### Work instructions
Could you reproduce every one of the items below word for word, leaving out the pictures?

### Exercise data

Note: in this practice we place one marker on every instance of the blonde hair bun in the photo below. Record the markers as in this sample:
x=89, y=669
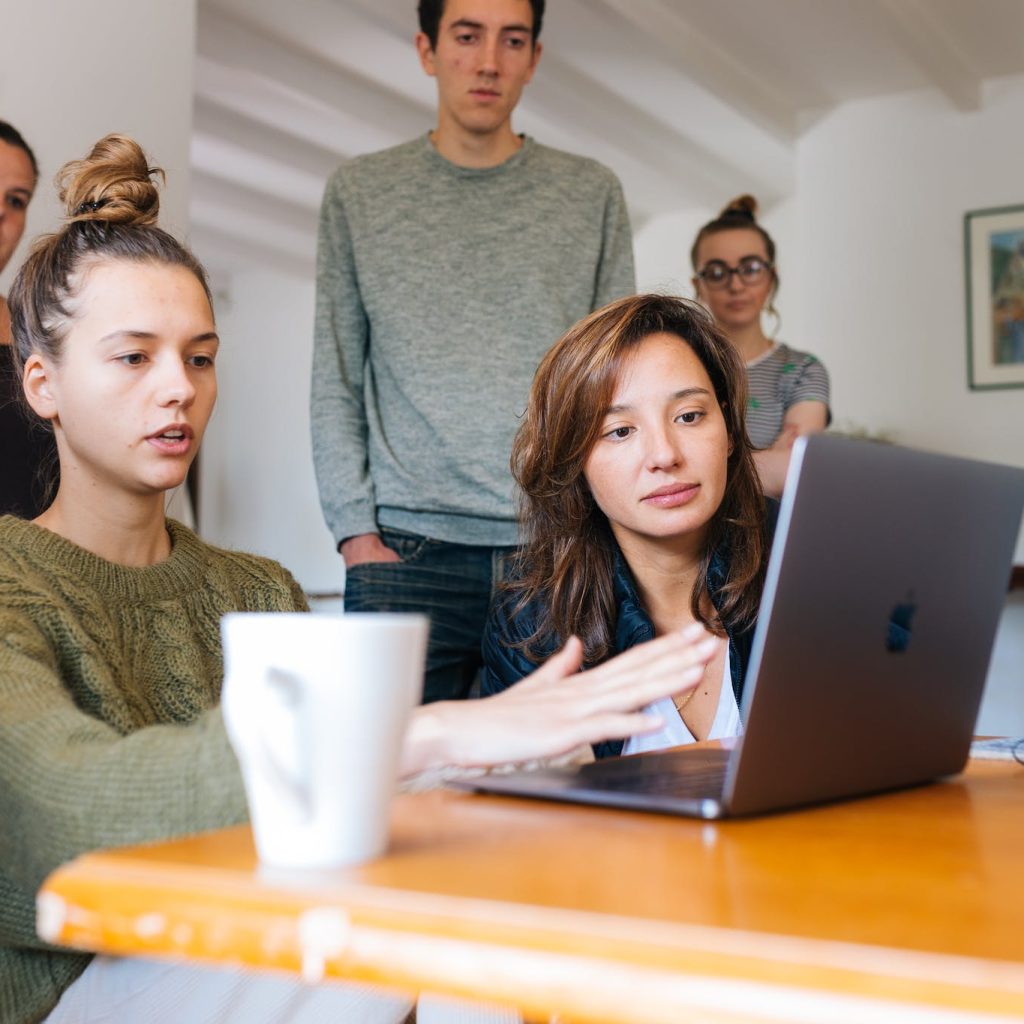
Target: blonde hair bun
x=742, y=205
x=115, y=183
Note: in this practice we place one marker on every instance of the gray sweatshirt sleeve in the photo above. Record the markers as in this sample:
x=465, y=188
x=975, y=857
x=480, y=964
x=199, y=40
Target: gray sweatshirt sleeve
x=337, y=409
x=615, y=273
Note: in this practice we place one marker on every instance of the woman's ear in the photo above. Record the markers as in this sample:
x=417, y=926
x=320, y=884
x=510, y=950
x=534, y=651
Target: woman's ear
x=36, y=379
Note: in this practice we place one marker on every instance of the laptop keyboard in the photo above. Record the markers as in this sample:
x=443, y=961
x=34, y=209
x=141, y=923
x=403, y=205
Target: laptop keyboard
x=683, y=774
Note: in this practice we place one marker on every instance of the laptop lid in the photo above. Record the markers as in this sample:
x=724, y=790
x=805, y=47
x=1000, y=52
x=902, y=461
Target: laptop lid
x=885, y=585
x=884, y=591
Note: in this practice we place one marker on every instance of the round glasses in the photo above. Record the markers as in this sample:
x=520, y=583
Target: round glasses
x=717, y=273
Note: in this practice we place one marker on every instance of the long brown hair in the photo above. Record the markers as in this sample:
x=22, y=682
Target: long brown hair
x=567, y=561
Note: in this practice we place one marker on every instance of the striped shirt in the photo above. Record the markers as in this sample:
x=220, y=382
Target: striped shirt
x=777, y=380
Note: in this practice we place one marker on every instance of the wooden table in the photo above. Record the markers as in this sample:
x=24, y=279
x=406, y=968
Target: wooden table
x=899, y=908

### Full answer
Note: in this practice we place one marker on every instance of the blonde hair bun in the photo below. Record the markers as in this sample:
x=89, y=669
Target: blonde hair bun
x=742, y=205
x=115, y=183
Note: in this practice we place one marker on every instance of the gray sweatshirt sleeve in the photo above. Record the markers as in this sample:
x=465, y=188
x=975, y=857
x=480, y=964
x=199, y=40
Target: gray sweatshirt sleeve
x=337, y=409
x=615, y=273
Note: in this practice we place one marker on every instance of the woman's ear in the photo above. Record the markers as in this sample:
x=417, y=926
x=320, y=884
x=510, y=950
x=534, y=651
Target: woman's ear
x=36, y=379
Note: in this practice we place one marker on every instance of the laptop keyboard in the photo above. Record the markers as in this sample:
x=443, y=961
x=34, y=209
x=141, y=923
x=403, y=205
Target: laptop keyboard
x=683, y=774
Note: in this practice we place one marker on every instance of the laptop lid in the photo above. Record the markers as in this sample:
x=724, y=790
x=805, y=47
x=1000, y=52
x=902, y=461
Target: laptop lid
x=885, y=585
x=884, y=591
Note: in this practice we place one marker on every instance of the round glasses in the photo above. Record the markers as in this sample:
x=520, y=583
Target: round glasses
x=717, y=273
Note: in this practice we place one marker on every instance of the long brown hair in the photo above. Record the markers as in this sample:
x=22, y=682
Target: long brown hair
x=567, y=561
Note: in this practice we place one marker on every instance of the striped shirt in the photo above. Record the markers as in this sample:
x=220, y=382
Target: striped shirt
x=777, y=380
Note: in this practice we place one marker on every instance of the wooden table in the photo above. Record the markers as in this sample:
x=24, y=279
x=406, y=968
Target: wooden table
x=899, y=908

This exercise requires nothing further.